• Excerpt to read:
_ _ _

# Free reef materials



## chadau79 (Aug 2, 2010)

I have 31 pieces of 15" concrete pipe available in Loxley, AL. Free to anyone who wants it. We will load it if you haul it. PM me for details.


----------



## bayougrande (Oct 4, 2007)

check ur pm's


----------



## DreamWeaver21 (Oct 3, 2007)

I'd love it but may be out of my handling league. I looked online, does 127lbs per foot sound right?


----------



## OnGrade (Aug 7, 2009)

That would be a very accurate weight. We have sunk some in the past, its great for about 5-10 years depending on where you sink it. Its just so hard to get out. We have a couple hundred feet of anything from 12" to 48", a few joints in the 60" range, and a ton of drainage structures, manholes, and things like that but its so hard for us to find an afordable way to haul it out. Mr. Walters, the REEF MAKER guy hauled some stuff out for us in the past, but its just a little out of our price range now. As far as those weights go, yeah-the 15" is about 172 lb/ft and they are usually 8' joints.


----------



## chadau79 (Aug 2, 2010)

Yes, that weight is close to correct. This material is still available if anyone wants it.


----------



## Nitemare28 (Jun 11, 2012)

*Reef material*

I have a way to haul these. I am interested in picking them up.

_ _ _

• Material provided:

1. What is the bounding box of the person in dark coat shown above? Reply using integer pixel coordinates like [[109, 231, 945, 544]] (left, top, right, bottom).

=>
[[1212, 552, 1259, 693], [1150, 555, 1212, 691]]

_ _ _

• Written request 1:
Answer these questions about the forum thread on free reef materials, one answer per line, marked the same way:
(a) How many pieces of concrete pipe are offered, and in what town?
(b) For how long does OnGrade say sunk pipe is good, depending on where it is sunk?
(c) Who hauled material out for OnGrade in the past?
• Written request 2: In the forum thread on free reef materials, recast the paragraph beginning "I have 31 pieces of 15" concrete pipe" as a short bulleted list that keeps its main facts.
• Written request 3: Carry on the forum thread about free reef materials from its final post.

• Exercise output 1:
(a) 31 pieces, in Loxley, AL.
(b) About 5 to 10 years.
(c) Mr. Walters, the REEF MAKER guy.

• Exercise output 2:
- 31 pieces of 15" concrete pipe are available in Loxley, AL.
- The pipe is free to anyone who wants it.
- The owner will load it; the taker must haul it.
- Send a PM for details.

• Exercise output 3:
Thx.


----------



## Nitemare28 (Jun 11, 2012)

I have a way to haul these. I am interested in picking them up. 
Thx.


----------



## chadau79 (Aug 2, 2010)

Best time for me is monday-friday during business hours. Call me at 251-209-2940. Thanks.


----------



## Capt.Kyle (May 7, 2012)

thats what my big 27 carolina skiff with the yam 350 would be great for


----------



## chadau79 (Aug 2, 2010)

I still have this pipe if anyone is interested.


----------



## reef donkey (Aug 4, 2010)

how long is the pipe and how much does it weigh. Thanks you.


----------



## chadau79 (Aug 2, 2010)

Each piece is 8' long, and it weighs about 1,100 lbs per piece.


----------



## duckhuntnfl (Sep 27, 2012)

ill take them if you still have them


----------



## chadau79 (Aug 2, 2010)

It is still available.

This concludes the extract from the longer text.